• **EXERCISE DIRECTIONS**
Reproduce the records exactly.

+++ DATA SUPPLIED

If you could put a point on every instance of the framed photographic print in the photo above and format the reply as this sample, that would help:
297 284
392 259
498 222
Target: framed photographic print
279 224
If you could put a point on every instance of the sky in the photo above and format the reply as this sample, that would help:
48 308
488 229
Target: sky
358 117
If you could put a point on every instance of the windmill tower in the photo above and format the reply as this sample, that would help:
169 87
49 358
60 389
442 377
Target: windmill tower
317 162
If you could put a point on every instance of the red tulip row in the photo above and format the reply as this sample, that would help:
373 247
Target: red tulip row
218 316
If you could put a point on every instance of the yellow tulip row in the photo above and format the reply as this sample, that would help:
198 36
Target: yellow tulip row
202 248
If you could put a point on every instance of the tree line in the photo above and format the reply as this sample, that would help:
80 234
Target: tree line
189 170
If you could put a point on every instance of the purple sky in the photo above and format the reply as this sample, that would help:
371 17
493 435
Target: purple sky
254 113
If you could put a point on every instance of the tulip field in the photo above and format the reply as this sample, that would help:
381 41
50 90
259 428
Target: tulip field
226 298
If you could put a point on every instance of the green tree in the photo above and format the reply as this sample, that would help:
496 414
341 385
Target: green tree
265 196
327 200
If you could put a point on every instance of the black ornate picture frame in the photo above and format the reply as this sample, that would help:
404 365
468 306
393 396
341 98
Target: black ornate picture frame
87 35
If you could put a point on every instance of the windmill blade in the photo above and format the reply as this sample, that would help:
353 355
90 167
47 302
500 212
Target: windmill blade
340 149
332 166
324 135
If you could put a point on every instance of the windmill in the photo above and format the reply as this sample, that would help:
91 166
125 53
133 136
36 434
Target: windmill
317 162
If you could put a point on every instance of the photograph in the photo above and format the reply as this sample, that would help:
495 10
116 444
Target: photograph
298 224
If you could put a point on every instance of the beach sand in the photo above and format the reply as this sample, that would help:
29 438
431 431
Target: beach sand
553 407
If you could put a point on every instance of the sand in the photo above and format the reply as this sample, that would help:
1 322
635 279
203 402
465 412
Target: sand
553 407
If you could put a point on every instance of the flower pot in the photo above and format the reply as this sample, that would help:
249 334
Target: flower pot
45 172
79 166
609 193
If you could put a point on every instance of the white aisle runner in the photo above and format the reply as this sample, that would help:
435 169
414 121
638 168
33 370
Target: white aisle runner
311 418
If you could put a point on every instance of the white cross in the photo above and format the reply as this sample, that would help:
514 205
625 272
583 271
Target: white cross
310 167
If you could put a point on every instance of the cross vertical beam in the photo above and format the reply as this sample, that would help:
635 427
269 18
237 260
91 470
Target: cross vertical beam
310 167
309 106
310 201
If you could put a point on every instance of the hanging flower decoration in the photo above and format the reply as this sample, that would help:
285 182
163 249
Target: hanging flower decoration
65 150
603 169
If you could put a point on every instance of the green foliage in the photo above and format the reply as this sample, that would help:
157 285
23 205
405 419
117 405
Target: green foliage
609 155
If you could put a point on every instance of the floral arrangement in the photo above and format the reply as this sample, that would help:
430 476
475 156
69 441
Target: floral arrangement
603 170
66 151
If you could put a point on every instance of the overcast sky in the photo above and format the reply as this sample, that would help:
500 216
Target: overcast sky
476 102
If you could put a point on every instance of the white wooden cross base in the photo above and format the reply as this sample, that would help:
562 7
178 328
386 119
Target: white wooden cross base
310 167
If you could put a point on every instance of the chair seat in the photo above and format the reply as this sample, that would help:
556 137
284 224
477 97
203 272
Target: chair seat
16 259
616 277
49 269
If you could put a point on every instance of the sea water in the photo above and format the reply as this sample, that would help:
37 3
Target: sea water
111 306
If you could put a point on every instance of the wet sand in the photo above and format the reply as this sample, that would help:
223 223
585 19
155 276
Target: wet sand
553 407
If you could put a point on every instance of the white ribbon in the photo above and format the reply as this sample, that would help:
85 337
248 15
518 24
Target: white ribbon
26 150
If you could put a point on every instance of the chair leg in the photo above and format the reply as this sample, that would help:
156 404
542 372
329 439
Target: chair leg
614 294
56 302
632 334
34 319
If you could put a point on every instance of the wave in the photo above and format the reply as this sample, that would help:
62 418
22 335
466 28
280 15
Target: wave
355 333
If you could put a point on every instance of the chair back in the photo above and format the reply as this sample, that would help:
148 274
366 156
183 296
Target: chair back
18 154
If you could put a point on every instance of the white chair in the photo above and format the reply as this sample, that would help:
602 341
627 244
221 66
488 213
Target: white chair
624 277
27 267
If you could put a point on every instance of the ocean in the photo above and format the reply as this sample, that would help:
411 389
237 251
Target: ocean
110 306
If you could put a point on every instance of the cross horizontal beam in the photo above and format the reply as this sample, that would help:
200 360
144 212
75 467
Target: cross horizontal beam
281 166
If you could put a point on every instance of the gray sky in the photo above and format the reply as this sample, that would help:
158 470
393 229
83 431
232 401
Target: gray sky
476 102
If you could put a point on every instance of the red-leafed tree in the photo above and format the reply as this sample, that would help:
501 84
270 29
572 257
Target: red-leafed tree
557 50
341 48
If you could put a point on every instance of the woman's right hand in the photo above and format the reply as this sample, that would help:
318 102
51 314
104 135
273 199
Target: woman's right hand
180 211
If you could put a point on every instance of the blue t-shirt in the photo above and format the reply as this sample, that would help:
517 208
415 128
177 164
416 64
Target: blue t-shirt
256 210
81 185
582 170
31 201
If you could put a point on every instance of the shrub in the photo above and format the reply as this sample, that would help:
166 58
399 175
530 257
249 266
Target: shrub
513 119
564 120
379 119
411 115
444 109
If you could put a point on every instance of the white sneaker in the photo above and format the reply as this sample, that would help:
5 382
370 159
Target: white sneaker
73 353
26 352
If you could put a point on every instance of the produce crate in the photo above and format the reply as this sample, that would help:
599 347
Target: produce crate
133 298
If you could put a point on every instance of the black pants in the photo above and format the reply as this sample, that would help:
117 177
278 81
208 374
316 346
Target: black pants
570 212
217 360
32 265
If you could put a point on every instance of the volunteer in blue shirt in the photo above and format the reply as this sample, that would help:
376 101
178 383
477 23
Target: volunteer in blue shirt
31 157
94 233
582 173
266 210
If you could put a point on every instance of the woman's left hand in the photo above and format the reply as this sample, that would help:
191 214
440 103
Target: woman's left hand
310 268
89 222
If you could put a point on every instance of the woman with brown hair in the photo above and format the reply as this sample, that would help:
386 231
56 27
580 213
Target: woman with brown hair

++++++

• **CORRECT OUTPUT**
If you could put a point on every instance of the framed photographic print in the photo above and format the reply as this sample, that would help:
297 284
392 259
498 222
Target: framed photographic print
279 224
If you could put a point on every instance of the sky in the photo above and format the reply as this sample, that would help:
48 308
488 229
Target: sky
358 117
If you could put a point on every instance of the windmill tower in the photo above and format the reply as this sample, that would help:
169 87
49 358
60 389
442 377
Target: windmill tower
317 162
If you could put a point on every instance of the red tulip row in the photo above and format the reply as this sample, that would help:
373 247
Target: red tulip row
218 316
If you could put a point on every instance of the yellow tulip row in the photo above and format the reply as this sample, that would help:
198 36
Target: yellow tulip row
202 248
If you could put a point on every instance of the tree line in the photo above and format the reply as this sample, that would help:
80 234
Target: tree line
189 170
If you could put a point on every instance of the purple sky in the photo above and format the reply as this sample, that would help:
371 17
493 435
Target: purple sky
254 113
If you could put a point on every instance of the tulip field in the photo above and format the reply as this sample, that would help:
381 41
50 90
259 428
Target: tulip field
226 298
If you could put a point on every instance of the green tree in the photo above and format the reply as this sample, that would help:
496 414
341 385
Target: green tree
265 196
327 200
If you could put a point on every instance of the black ornate picture frame in the photo above and format the reply as this sample, that would help:
404 365
468 306
393 396
341 98
Target: black ornate picture frame
87 35
If you could put a point on every instance of the windmill blade in the photo above and format the reply as this sample, that would help:
353 355
90 167
47 302
500 212
Target: windmill blade
340 149
332 166
324 135
If you could put a point on every instance of the windmill in the photo above and format the reply as this sample, that would help:
91 166
125 53
133 136
36 434
Target: windmill
317 162
If you could put a point on every instance of the photograph in the photo above and format the reply as this sample, that would help:
495 10
116 444
Target: photograph
298 224
If you could put a point on every instance of the beach sand in the photo above and format the reply as this sample, that would help:
29 438
431 431
Target: beach sand
553 407
If you could put a point on every instance of the sand in the photo above and format the reply as this sample, that would help:
1 322
635 279
203 402
465 412
Target: sand
553 407
If you could put a point on every instance of the flower pot in the photo above and format the reply as this sample, that would help:
249 334
Target: flower pot
45 172
79 166
609 193
If you could put a point on every instance of the white aisle runner in the photo above and format the reply as this sample, that would help:
435 169
414 121
638 168
33 370
Target: white aisle runner
311 418
If you could put a point on every instance of the white cross in the photo above and format the reply as this sample, that would help:
514 205
625 272
583 271
Target: white cross
310 167
If you could put a point on every instance of the cross vertical beam in the photo above and format the reply as this sample, that would help:
635 427
269 18
237 260
91 470
Target: cross vertical beam
310 167
309 106
310 201
If you could put a point on every instance of the hanging flower decoration in the photo above and format the reply as this sample, that would help:
285 182
163 249
Target: hanging flower decoration
65 150
603 169
If you could put a point on every instance of the green foliage in the photo above and format the reply as this sample, that would help:
157 285
23 205
405 419
117 405
Target: green foliage
609 155
If you could put a point on every instance of the floral arrangement in the photo above and format the reply as this sample, that would help:
430 476
475 156
69 441
Target: floral arrangement
603 170
66 151
If you could put a point on every instance of the overcast sky in the photo above and format the reply as this sample, that would help:
500 216
Target: overcast sky
476 102
If you could put a point on every instance of the white wooden cross base in the photo above and format the reply as this sample, that would help:
562 7
178 328
386 119
Target: white wooden cross base
310 167
If you could put a point on every instance of the chair seat in the photo above and format the reply as this sample, that would help:
556 137
284 224
477 97
203 272
Target: chair seat
16 259
616 277
49 269
If you could put a point on every instance of the sea water in the photo above and format the reply as this sample, that would help:
37 3
Target: sea water
111 306
If you could put a point on every instance of the wet sand in the photo above and format the reply as this sample, that would help:
223 223
585 19
155 276
Target: wet sand
553 407
If you could put a point on every instance of the white ribbon in the photo above and format the reply as this sample, that would help:
85 337
248 15
518 24
Target: white ribbon
26 150
If you could put a point on every instance of the chair leg in the photo above and format the reply as this sample, that would help:
156 404
542 372
329 439
Target: chair leg
614 294
56 302
632 334
34 319
If you could put a point on every instance of the wave in the photo above and format the reply as this sample, that would help:
62 418
22 335
466 28
280 15
Target: wave
355 333
If you could put a point on every instance of the chair back in the photo above and format the reply as this sample, that would help:
148 274
366 156
183 296
Target: chair back
18 154
If you could put a point on every instance of the white chair in the photo above and format the reply as this sample, that would help:
602 341
627 244
221 66
488 213
Target: white chair
624 277
27 267
If you could put a point on every instance of the ocean in the photo above and format the reply as this sample, that would help:
411 389
237 251
Target: ocean
110 306
If you could put a point on every instance of the cross horizontal beam in the photo above and format the reply as this sample, that would help:
200 360
144 212
75 467
Target: cross horizontal beam
281 166
If you could put a point on every instance of the gray sky in the photo above and format the reply as this sample, that would help:
158 470
393 229
83 431
232 401
Target: gray sky
476 102
If you could put a point on every instance of the red-leafed tree in the photo above and format the reply as this sample, that would help:
501 84
270 29
572 257
Target: red-leafed tree
557 50
341 48
If you could put a point on every instance of the woman's right hand in the photo above and format the reply as this sample, that would help:
318 102
51 314
104 135
273 199
Target: woman's right hand
180 211
If you could put a point on every instance of the blue t-shirt in the photo above and format the reply as this sample, that would help:
517 208
415 128
177 164
416 64
Target: blue t-shirt
256 210
81 185
582 170
31 201
If you could put a point on every instance of the shrub in the photo above and format the reply as this sample, that would help:
166 58
399 175
530 257
249 266
Target: shrub
513 119
564 120
379 119
411 115
444 109
If you could put a point on every instance of the white sneaker in the photo above and format the reply as this sample, that would help:
5 382
370 159
Target: white sneaker
73 353
26 352
If you could put a point on every instance of the produce crate in the photo above and format the reply as this sample, that would help:
599 347
Target: produce crate
133 298
If you could put a point on every instance of the black pants in the photo above and format the reply as this sample, that would help:
117 177
278 81
208 374
316 346
Target: black pants
570 212
217 360
32 265
If you could put a point on every instance of the volunteer in blue shirt in the photo above and format the reply as this sample, that would help:
376 101
178 383
477 23
Target: volunteer in blue shirt
31 157
94 233
582 173
266 210
If you could put a point on every instance of the woman's left hand in the photo above and format the reply as this sample, that would help:
191 214
440 103
Target: woman's left hand
310 268
89 222
If you could put a point on every instance of the woman with brown hair in the photo above and format the reply as this sample, that would help:
386 231
56 27
580 213
Target: woman with brown hair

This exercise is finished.